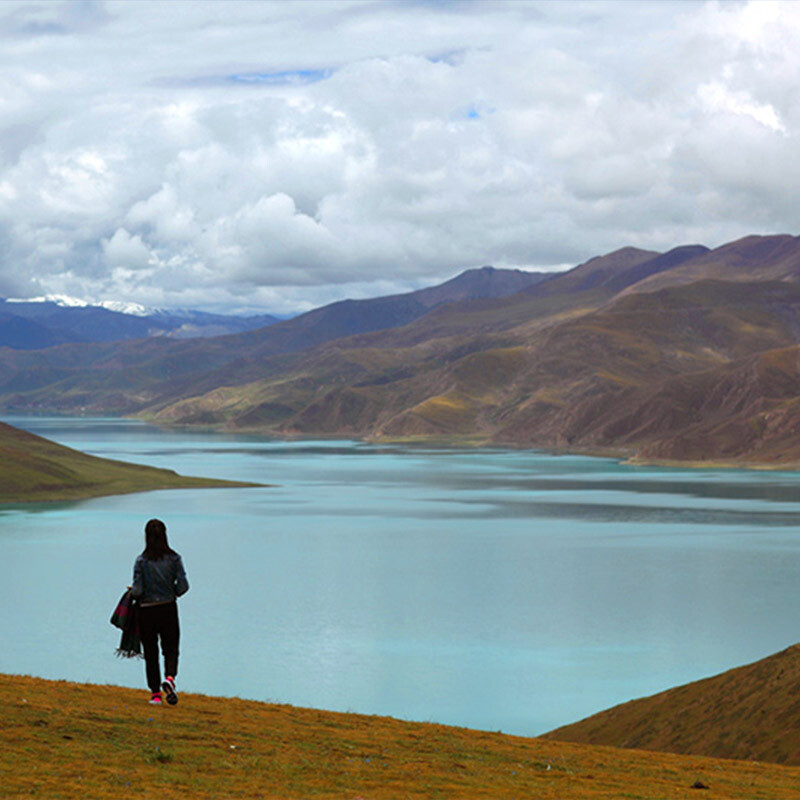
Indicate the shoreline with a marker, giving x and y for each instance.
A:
(55, 744)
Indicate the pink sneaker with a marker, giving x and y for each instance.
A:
(169, 690)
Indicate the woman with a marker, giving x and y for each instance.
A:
(158, 579)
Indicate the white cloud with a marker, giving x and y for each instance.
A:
(287, 153)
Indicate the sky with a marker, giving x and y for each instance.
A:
(275, 156)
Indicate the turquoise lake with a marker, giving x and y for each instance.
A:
(498, 589)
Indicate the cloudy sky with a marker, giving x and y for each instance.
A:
(279, 155)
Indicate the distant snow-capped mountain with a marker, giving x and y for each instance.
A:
(34, 323)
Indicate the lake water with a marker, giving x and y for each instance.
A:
(497, 589)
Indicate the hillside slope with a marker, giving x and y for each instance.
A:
(749, 712)
(67, 741)
(33, 469)
(643, 374)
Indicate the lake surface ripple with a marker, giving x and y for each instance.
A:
(498, 589)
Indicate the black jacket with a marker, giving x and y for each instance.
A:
(159, 581)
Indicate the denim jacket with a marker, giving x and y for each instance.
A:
(159, 581)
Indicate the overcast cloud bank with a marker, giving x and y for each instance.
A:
(282, 155)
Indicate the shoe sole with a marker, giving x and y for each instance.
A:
(171, 694)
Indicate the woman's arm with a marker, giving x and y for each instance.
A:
(138, 579)
(181, 582)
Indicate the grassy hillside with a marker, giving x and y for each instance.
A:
(64, 740)
(34, 469)
(635, 376)
(749, 712)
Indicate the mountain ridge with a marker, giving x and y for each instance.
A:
(749, 712)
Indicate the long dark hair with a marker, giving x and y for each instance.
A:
(155, 541)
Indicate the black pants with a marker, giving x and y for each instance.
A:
(156, 622)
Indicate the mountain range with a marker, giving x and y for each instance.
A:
(690, 355)
(33, 469)
(45, 323)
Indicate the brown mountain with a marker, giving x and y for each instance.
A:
(33, 469)
(698, 370)
(751, 712)
(124, 377)
(753, 258)
(617, 377)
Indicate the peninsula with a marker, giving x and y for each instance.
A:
(34, 469)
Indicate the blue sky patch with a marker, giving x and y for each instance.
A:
(289, 77)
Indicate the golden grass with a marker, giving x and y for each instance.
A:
(749, 712)
(33, 469)
(65, 741)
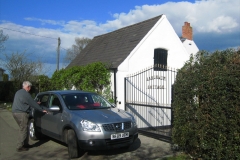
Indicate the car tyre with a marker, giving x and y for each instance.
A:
(73, 150)
(32, 132)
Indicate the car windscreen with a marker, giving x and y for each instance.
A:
(84, 101)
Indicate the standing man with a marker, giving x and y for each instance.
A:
(20, 110)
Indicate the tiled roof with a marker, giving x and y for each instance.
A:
(114, 47)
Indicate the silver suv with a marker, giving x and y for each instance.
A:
(82, 120)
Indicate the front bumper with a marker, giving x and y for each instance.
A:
(102, 144)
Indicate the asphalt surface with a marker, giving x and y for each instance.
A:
(144, 148)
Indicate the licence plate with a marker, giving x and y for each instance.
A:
(119, 135)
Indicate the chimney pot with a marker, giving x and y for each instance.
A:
(187, 31)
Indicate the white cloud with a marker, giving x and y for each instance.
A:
(206, 16)
(45, 21)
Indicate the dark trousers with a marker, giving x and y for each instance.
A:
(22, 121)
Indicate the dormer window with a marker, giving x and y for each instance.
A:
(160, 59)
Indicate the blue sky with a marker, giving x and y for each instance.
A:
(34, 25)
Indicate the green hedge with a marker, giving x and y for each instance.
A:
(207, 105)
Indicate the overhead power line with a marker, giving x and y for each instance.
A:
(28, 33)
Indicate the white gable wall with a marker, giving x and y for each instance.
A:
(162, 35)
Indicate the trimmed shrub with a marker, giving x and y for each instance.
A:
(207, 105)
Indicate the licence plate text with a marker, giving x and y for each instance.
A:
(119, 135)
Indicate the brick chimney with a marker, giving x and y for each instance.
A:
(187, 31)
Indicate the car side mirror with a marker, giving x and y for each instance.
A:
(54, 108)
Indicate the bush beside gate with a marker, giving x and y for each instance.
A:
(207, 105)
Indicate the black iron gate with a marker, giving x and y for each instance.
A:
(148, 96)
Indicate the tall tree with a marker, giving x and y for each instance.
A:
(81, 43)
(20, 67)
(3, 38)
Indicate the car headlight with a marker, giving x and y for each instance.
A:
(89, 126)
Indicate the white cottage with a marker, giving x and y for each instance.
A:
(136, 47)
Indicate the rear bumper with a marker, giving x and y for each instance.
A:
(102, 144)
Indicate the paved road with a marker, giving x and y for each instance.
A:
(144, 148)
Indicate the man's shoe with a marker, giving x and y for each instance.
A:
(22, 149)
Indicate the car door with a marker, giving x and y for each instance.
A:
(52, 121)
(39, 116)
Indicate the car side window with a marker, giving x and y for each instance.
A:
(43, 99)
(54, 101)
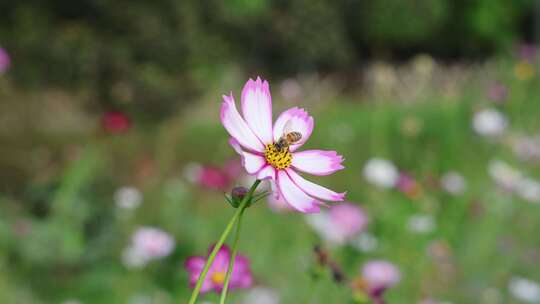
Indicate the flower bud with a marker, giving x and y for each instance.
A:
(237, 195)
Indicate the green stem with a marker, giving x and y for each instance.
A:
(232, 259)
(220, 242)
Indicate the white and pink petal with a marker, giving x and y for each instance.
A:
(294, 196)
(257, 108)
(315, 190)
(267, 172)
(317, 162)
(253, 163)
(237, 127)
(297, 120)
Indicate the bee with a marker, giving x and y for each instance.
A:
(288, 138)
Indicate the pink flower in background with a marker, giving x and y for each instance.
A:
(265, 156)
(241, 276)
(212, 177)
(380, 275)
(115, 122)
(497, 92)
(5, 60)
(147, 244)
(340, 224)
(408, 185)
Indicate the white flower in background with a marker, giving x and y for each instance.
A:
(381, 172)
(365, 242)
(147, 244)
(192, 172)
(453, 183)
(421, 223)
(524, 289)
(489, 122)
(128, 198)
(529, 190)
(504, 175)
(261, 295)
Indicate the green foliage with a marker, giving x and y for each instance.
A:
(158, 54)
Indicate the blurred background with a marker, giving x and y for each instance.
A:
(110, 141)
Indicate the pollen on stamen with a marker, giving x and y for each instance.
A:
(277, 159)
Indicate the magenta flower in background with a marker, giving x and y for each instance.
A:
(241, 276)
(408, 185)
(5, 60)
(147, 244)
(340, 224)
(379, 276)
(115, 122)
(256, 139)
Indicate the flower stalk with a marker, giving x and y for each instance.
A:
(236, 216)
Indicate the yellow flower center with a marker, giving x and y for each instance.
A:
(278, 159)
(218, 278)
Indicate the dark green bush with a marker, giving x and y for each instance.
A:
(157, 54)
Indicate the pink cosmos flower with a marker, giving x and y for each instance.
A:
(340, 224)
(241, 276)
(408, 185)
(254, 137)
(147, 244)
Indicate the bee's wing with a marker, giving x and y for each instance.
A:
(287, 128)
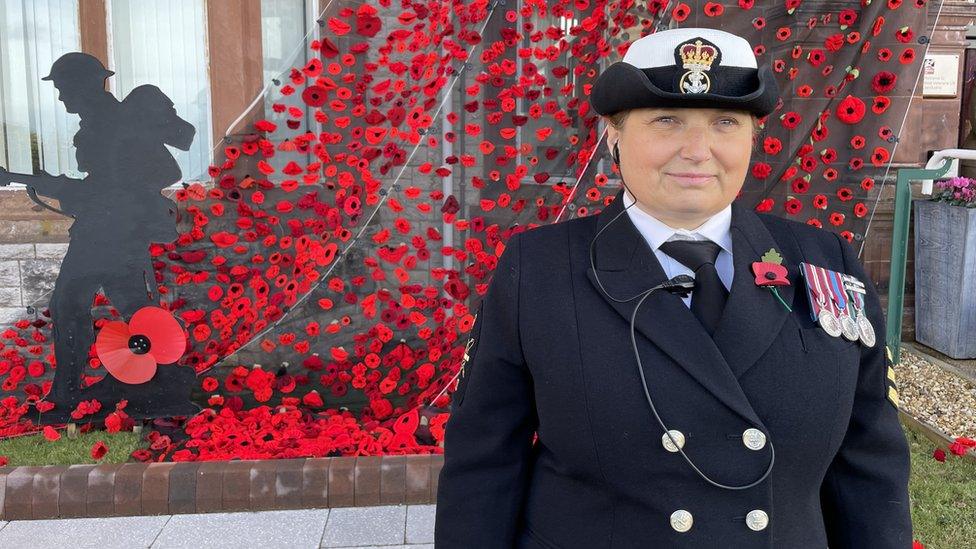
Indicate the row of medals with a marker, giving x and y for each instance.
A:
(852, 329)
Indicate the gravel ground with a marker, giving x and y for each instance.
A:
(936, 396)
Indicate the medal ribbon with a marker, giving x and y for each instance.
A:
(839, 293)
(811, 281)
(812, 274)
(823, 282)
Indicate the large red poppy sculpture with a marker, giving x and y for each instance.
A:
(131, 351)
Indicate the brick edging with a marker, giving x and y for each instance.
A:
(130, 489)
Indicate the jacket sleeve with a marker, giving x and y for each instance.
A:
(864, 495)
(488, 437)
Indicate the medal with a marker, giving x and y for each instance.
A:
(820, 307)
(865, 330)
(848, 326)
(831, 325)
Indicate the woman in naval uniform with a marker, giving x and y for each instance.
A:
(726, 418)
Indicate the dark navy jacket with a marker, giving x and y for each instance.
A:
(552, 355)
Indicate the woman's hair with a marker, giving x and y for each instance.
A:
(617, 121)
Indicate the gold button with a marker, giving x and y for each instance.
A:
(754, 439)
(678, 436)
(681, 520)
(757, 520)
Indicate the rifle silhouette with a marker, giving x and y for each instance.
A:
(52, 186)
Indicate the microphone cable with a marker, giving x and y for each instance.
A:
(681, 285)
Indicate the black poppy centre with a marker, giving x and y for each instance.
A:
(139, 344)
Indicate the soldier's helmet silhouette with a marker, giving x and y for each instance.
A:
(73, 73)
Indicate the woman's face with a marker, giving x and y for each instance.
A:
(683, 165)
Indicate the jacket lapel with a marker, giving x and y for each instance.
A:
(626, 266)
(753, 317)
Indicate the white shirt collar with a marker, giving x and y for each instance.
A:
(717, 228)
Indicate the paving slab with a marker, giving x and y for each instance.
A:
(265, 529)
(96, 533)
(420, 523)
(365, 526)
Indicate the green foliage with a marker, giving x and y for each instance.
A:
(943, 497)
(36, 450)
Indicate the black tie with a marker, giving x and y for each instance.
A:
(708, 297)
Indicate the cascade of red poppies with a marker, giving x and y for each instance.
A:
(326, 276)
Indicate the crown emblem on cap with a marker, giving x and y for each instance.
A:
(697, 56)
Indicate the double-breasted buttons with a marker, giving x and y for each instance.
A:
(678, 437)
(681, 520)
(754, 439)
(757, 520)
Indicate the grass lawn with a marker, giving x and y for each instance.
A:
(943, 497)
(36, 450)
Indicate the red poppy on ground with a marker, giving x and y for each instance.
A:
(761, 170)
(791, 120)
(314, 96)
(98, 450)
(793, 206)
(816, 57)
(876, 26)
(131, 351)
(681, 12)
(834, 42)
(904, 34)
(880, 156)
(713, 9)
(850, 110)
(880, 104)
(846, 18)
(800, 185)
(884, 82)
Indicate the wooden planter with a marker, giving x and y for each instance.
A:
(945, 278)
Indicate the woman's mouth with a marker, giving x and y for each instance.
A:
(691, 178)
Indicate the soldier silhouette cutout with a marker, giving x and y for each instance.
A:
(118, 210)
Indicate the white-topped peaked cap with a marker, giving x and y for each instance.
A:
(688, 67)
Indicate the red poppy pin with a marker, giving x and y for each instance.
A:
(770, 273)
(130, 351)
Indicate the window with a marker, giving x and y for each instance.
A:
(36, 131)
(165, 44)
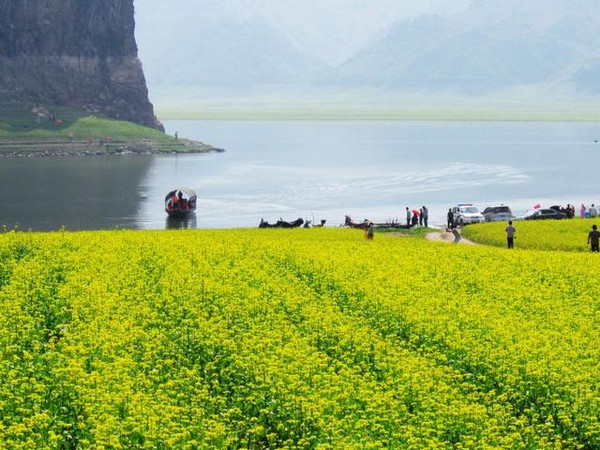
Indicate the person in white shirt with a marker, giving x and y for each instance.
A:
(510, 234)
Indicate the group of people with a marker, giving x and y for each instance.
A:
(584, 211)
(593, 237)
(176, 201)
(417, 217)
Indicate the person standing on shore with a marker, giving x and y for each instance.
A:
(425, 215)
(594, 239)
(369, 232)
(450, 218)
(510, 234)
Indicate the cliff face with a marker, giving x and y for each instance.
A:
(79, 53)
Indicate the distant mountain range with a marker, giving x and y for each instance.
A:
(486, 48)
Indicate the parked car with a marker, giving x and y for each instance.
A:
(500, 213)
(539, 214)
(465, 213)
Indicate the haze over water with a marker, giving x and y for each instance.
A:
(290, 169)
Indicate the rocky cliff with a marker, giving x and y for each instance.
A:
(79, 53)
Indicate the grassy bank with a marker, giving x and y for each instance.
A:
(66, 131)
(305, 338)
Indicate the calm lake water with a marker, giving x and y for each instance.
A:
(290, 169)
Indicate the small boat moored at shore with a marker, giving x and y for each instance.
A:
(180, 202)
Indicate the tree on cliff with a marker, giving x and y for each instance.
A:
(74, 53)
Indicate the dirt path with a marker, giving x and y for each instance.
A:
(446, 236)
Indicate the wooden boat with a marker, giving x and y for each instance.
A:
(180, 202)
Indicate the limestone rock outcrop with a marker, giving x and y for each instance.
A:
(79, 53)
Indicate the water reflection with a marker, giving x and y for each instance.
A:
(76, 193)
(181, 223)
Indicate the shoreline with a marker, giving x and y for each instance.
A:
(28, 148)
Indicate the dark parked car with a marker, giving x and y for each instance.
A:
(538, 214)
(500, 213)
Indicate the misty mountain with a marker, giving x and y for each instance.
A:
(431, 53)
(483, 48)
(223, 53)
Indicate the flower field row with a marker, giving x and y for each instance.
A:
(293, 339)
(563, 235)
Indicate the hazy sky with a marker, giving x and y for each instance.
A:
(332, 29)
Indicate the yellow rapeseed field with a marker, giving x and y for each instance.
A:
(294, 339)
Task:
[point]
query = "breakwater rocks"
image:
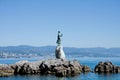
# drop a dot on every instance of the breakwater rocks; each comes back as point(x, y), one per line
point(57, 67)
point(106, 67)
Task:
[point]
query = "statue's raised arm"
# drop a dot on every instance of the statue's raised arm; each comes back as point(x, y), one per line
point(59, 38)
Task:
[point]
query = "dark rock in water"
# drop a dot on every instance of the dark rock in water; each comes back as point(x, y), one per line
point(6, 70)
point(106, 67)
point(57, 67)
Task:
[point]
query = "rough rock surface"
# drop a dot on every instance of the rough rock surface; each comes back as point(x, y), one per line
point(6, 70)
point(57, 67)
point(106, 67)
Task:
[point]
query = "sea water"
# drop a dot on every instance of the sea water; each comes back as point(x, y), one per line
point(90, 61)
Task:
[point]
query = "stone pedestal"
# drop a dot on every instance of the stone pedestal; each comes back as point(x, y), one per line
point(59, 53)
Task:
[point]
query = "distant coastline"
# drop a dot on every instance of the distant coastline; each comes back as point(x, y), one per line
point(31, 51)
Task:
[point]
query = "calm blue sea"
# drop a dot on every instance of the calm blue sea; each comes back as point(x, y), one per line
point(90, 61)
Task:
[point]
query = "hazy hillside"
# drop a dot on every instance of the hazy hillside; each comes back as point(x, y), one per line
point(47, 50)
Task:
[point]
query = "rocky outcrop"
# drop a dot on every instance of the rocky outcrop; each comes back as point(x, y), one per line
point(106, 67)
point(58, 67)
point(6, 70)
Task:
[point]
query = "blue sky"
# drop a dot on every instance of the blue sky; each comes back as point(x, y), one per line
point(84, 23)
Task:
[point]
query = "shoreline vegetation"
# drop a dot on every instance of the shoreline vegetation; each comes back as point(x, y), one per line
point(57, 67)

### ACTION ITEM
Scan the records above for the string "white", then report every line that contains it.

### RESULT
Indicate the white cloud with a marker, giving x and y for each instance.
Indicate the white cloud with a marker, giving x and y for each instance.
Indicate the white gable wall with a marker, giving x and y for each instance.
Indicate the white cottage with a marker, giving x and y for each instance.
Indicate the white and pink petal with a marker, giving x and y for each instance.
Indicate the white flower in background with a marker, giving x and y for each instance.
Indicate the white shirt collar with a marker, giving x and y for each instance.
Indicate the white-topped peaked cap with a marker, giving x and y for each instance.
Indicate the person in white shirt with a marker, giving x and y for each instance.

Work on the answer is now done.